Exercise goal: Output the records exactly, and drop each picture.

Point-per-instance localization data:

# # #

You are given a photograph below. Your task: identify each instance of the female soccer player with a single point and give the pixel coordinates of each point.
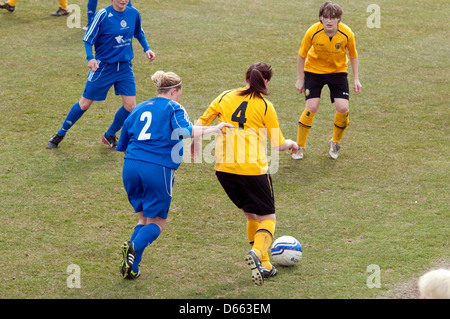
(10, 5)
(241, 163)
(152, 139)
(92, 8)
(111, 32)
(322, 60)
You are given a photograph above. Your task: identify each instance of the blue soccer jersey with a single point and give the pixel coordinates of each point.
(153, 132)
(111, 32)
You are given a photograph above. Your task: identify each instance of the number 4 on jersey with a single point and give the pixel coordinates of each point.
(239, 115)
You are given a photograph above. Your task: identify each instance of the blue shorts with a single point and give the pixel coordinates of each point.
(119, 74)
(149, 187)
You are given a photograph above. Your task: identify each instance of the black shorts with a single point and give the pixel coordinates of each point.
(337, 83)
(252, 193)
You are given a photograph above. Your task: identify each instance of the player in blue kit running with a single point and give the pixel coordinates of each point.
(111, 33)
(151, 138)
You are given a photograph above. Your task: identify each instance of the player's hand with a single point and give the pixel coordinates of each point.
(195, 148)
(151, 56)
(221, 125)
(357, 86)
(300, 86)
(93, 65)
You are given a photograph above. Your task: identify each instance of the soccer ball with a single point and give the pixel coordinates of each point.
(286, 251)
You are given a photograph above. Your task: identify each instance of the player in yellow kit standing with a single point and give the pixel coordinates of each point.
(322, 60)
(241, 163)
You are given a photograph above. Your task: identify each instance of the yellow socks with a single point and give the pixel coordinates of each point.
(252, 227)
(304, 125)
(263, 239)
(341, 122)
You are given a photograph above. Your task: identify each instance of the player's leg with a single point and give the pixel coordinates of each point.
(339, 93)
(126, 87)
(313, 88)
(62, 10)
(75, 113)
(97, 86)
(9, 5)
(148, 188)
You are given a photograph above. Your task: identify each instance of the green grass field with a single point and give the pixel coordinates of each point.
(383, 202)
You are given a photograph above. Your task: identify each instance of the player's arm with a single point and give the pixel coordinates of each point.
(279, 143)
(301, 59)
(353, 55)
(139, 34)
(92, 62)
(300, 84)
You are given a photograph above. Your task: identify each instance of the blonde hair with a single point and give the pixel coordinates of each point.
(165, 81)
(435, 284)
(330, 9)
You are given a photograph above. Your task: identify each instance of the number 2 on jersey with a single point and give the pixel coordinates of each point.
(146, 116)
(239, 115)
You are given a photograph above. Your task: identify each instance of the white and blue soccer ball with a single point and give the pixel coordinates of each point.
(286, 251)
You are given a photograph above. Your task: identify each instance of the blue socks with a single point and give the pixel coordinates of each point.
(74, 115)
(119, 118)
(143, 236)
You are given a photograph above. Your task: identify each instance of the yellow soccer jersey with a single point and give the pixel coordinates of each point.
(243, 149)
(324, 55)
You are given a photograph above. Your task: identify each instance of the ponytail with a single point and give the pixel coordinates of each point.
(256, 77)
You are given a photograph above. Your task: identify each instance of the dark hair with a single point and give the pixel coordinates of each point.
(256, 75)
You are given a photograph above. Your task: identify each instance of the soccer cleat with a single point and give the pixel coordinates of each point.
(299, 154)
(111, 141)
(7, 6)
(255, 265)
(60, 12)
(133, 275)
(334, 149)
(269, 273)
(128, 256)
(54, 141)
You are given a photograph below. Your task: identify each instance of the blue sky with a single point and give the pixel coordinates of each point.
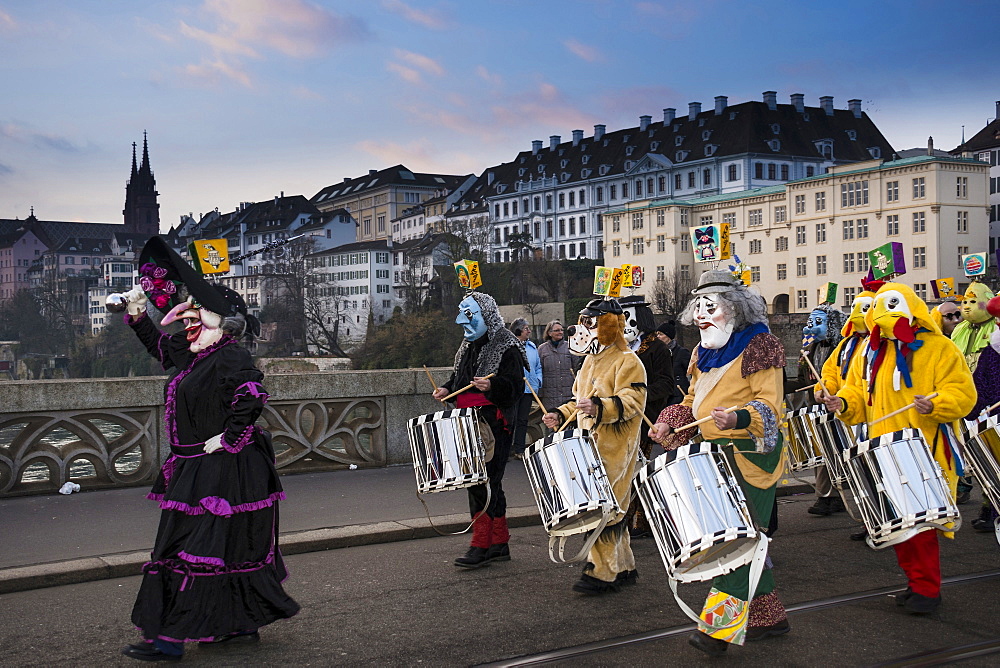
(244, 99)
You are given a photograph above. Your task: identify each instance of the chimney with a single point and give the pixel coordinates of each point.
(799, 102)
(826, 103)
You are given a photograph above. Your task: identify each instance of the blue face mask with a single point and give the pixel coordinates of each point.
(470, 317)
(816, 324)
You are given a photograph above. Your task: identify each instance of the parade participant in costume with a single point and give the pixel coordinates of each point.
(641, 336)
(216, 571)
(522, 331)
(739, 362)
(610, 393)
(558, 365)
(667, 332)
(973, 333)
(987, 380)
(824, 328)
(907, 358)
(488, 348)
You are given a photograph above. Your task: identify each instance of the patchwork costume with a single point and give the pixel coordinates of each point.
(908, 356)
(489, 348)
(215, 572)
(746, 370)
(613, 378)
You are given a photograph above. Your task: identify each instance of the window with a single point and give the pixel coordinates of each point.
(854, 194)
(892, 191)
(892, 225)
(861, 228)
(800, 235)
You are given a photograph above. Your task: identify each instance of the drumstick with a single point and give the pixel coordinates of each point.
(899, 410)
(705, 419)
(467, 387)
(540, 405)
(431, 378)
(819, 378)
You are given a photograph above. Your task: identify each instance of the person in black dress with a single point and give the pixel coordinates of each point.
(216, 570)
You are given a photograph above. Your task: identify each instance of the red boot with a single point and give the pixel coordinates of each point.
(499, 551)
(482, 537)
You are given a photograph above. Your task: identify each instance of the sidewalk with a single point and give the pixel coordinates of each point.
(54, 540)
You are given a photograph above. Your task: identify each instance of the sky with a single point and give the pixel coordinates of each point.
(245, 99)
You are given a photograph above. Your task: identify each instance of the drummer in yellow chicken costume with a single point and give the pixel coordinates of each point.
(610, 391)
(739, 362)
(906, 359)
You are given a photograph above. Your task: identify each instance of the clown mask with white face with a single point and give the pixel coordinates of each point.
(631, 331)
(201, 326)
(715, 325)
(470, 317)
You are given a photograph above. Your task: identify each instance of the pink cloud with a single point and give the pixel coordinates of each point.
(583, 51)
(426, 19)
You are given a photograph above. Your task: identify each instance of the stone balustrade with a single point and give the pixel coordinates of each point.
(110, 432)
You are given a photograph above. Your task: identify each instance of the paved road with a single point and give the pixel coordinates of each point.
(403, 603)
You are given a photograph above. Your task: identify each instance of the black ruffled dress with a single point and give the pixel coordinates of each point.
(216, 568)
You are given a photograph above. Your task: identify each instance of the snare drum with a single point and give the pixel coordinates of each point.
(570, 484)
(899, 488)
(447, 450)
(982, 454)
(804, 438)
(699, 516)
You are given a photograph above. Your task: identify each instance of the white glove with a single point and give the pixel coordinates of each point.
(137, 300)
(213, 444)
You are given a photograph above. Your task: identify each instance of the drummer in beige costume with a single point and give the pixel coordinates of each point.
(610, 392)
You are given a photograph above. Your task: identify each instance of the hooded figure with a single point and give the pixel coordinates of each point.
(610, 395)
(973, 333)
(906, 359)
(739, 362)
(488, 348)
(216, 570)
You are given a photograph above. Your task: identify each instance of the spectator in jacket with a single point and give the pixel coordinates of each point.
(522, 331)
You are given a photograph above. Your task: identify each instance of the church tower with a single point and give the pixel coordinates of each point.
(142, 212)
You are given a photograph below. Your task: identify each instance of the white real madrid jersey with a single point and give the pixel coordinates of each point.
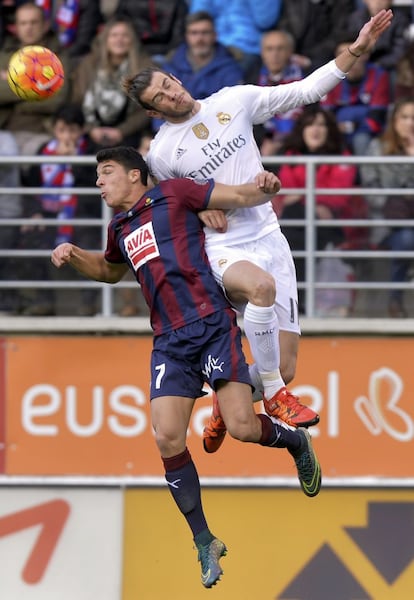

# # #

Solution to the problem:
You are given a photograph below. Your task: identify each instance of the female soccer player with a single point and give the pixel coordinates of each point.
(10, 5)
(241, 163)
(152, 139)
(92, 8)
(111, 32)
(322, 60)
You are given a photograph above. Your task: identify each instance of the blue soccer jersey with a single point and give the pixel coordinates of each point.
(153, 132)
(111, 32)
You are given a photograph above. Your task: identify each instance of the number 4 on jersey with a single point and give the pixel coordinates of each point.
(239, 115)
You are given a photograph above. Your task: identify each instance of the blue shorts with a single point and give the pixel coordinates of each point.
(119, 74)
(149, 187)
You are given a photograph above. Your task: identify each instance of the black shorts with a single point and give the pixel coordinates of each point.
(337, 83)
(252, 193)
You are given a photograph above. Your task: identify each instance of the player in blue kit running with a single point and give the pixel coordinates of each point.
(111, 33)
(151, 138)
You are given a photograph above. Your task: identify each instance of the player's hand with a single point and give the pixel coordinates of each point.
(195, 148)
(151, 56)
(221, 125)
(357, 86)
(300, 86)
(93, 65)
You are given a photograph above. Your task: identify each instance of the soccer ball with a single point and give the pixel coordinates of each point.
(286, 251)
You are given a photograph above. Your task: identify each instance of the player in yellow kit standing with a single point and give the pixel coordinates of each point.
(322, 60)
(241, 163)
You are given a photograph above. Your task: identify each instance of the yellow socks with a single point and give the pixel coordinates of each point.
(252, 227)
(304, 125)
(263, 239)
(341, 122)
You are given a photograph above. Your task: identify each instance of the player's leg with a single point and give the pixel coordinates of each point.
(339, 93)
(126, 87)
(313, 88)
(62, 10)
(75, 113)
(97, 86)
(9, 5)
(148, 188)
You are given a photograph above. Your task: identify each instance of the green grass field with a single point and give the pixel coordinates of each point.
(383, 202)
You are given a photograph above. Your task: identify each instance of the player's arm with a single point and give the pixel coordinates of each point.
(279, 143)
(301, 59)
(353, 55)
(139, 34)
(92, 62)
(300, 84)
You are given a photograph above. Your task: identify each instance of the blonde hair with a single point and give the pixel coordinates of each point.
(165, 81)
(435, 284)
(330, 9)
You are given a photograph above. Your task: identify each instance of the number 2 on jersey with a single point and give the pixel coordinates of each point.
(146, 116)
(239, 115)
You are given a photograph above. Your task: identify each instance of the white and blue soccer ball with a single point and give the pixel coordinates of each point.
(286, 251)
You are given a photograph above. Your task: identify each instance of the blue socks with a single point and give the pixel coordinates of each point.
(74, 115)
(119, 118)
(143, 236)
You are given a photograph above. Your task: identify each instance of the yellow soccer jersey with a single point and give the pixel coordinates of each point.
(243, 149)
(324, 55)
You are given a photograph above. Your task: identify each instance of the ponytail with a single point and give the pixel coordinates of each point.
(256, 77)
You are given a photograph above. Your task: identify each instance of the dark hair with a single point and give the pixel coordinates of each point.
(256, 75)
You are given a photograph above. Your task: identify each instance of the soccer cleat with a single point and give the pixel coordinates of each point.
(299, 154)
(111, 141)
(7, 6)
(255, 265)
(60, 12)
(133, 275)
(334, 149)
(269, 273)
(128, 256)
(54, 141)
You are given a photograph below. Your task: identify each instance of the blue sky with a single point and give the pixel coordinates of each point.
(244, 99)
You are given a photograph above. Your task: identify each instance of the chimney with a single point and give the pixel coordinates of each point.
(799, 102)
(826, 103)
You are given a photograph above. Your task: identify each instance of the blue face mask with a single point and give the pixel coordinates of each point.
(470, 317)
(816, 324)
You are given a photograph above. Your task: identify each instance of the parade participant in costume with a single point and give the pixel coordinates of each point.
(641, 336)
(216, 571)
(522, 331)
(739, 362)
(610, 393)
(558, 365)
(667, 332)
(973, 333)
(987, 380)
(824, 328)
(907, 358)
(488, 348)
You are given a photograph above. Your task: identify each instance of the patchwork costume with a single point and give the pixel coordinates of each point.
(908, 356)
(489, 348)
(215, 572)
(746, 370)
(613, 378)
You are given a photograph above. Your task: identify each instance of the window with a single point and give the pixel coordinates of each point.
(854, 194)
(892, 191)
(892, 225)
(861, 228)
(800, 235)
You are given a photograph above. Your task: identify each instance of the drumstick with a single point and give the pixel coordinates of each point.
(899, 410)
(705, 419)
(467, 387)
(540, 405)
(431, 378)
(819, 378)
You are given a photograph above. Your task: identify each instance of the person in black dress with a single point and give the pixel coordinates of each point.
(216, 570)
You are given a photograph above. Your task: identify each instance of the red boot with a single point and give the pixel coordinates of each point.
(499, 551)
(482, 537)
You are given a photograph above. Your task: identify each instance of the sidewalk with a single point and give the pixel coordinates of each point.
(54, 540)
You are given a photograph above. Your task: identify each instance of the sky with a single point and give the pixel coordinates of each point.
(245, 99)
You are given a photograph above. Your task: identify each instance of the drummer in yellow chicken costume with a single point and give the pixel coordinates of each point.
(610, 391)
(739, 362)
(906, 359)
You are given a photograph above. Your task: identify each instance of the clown mask with white face with a single point and give the pixel coordinates of each point.
(631, 331)
(201, 326)
(715, 325)
(470, 317)
You are given a photograph above. Your task: identify each instance of the pink cloud with a single point and give the pixel coordinates of each point.
(583, 51)
(426, 19)
You are given a photograph above. Your task: identify each instance of the stone balustrade with a single point and give the pixel coordinates of each point.
(110, 432)
You are given a photograph above. Your task: identify each instance of the paved road with a single point and give the pixel coordinates of each point.
(403, 603)
You are given a photograph above. Your task: identify each instance of the black ruffled dress with a single point and give the pixel coordinates of each point.
(216, 568)
You are given a photograph above. Your task: identify each instance of the snare drum with a single point and give the pixel coordinates of each point.
(570, 484)
(899, 488)
(447, 450)
(982, 454)
(804, 438)
(699, 516)
You are given a photograph above. Your task: identify each instance of the white glove with a single point and give the pixel coordinates of each point.
(137, 300)
(213, 444)
You are given a photograph above. Your task: identify each instance of the drummer in beige costume with a single point and give the pixel coordinates of each point.
(610, 392)
You are given a photograph above. Your task: identify each instance of the hooded figure with a single point and give the pixel coordinates of each point.
(610, 395)
(973, 333)
(906, 359)
(739, 362)
(488, 348)
(216, 570)
You are given a photograph above. Your task: identify each instance of the spectator in jacket with a single point and give the pixel coordinates of each point.
(522, 331)
You are given a photograph above. Your task: identify each instance of the church tower with a single point and give the pixel coordinates of each point.
(142, 212)
You are given a photograph below. Your task: identify each instance of the white real madrid jersey with a single point and give the pixel coordinates of each point.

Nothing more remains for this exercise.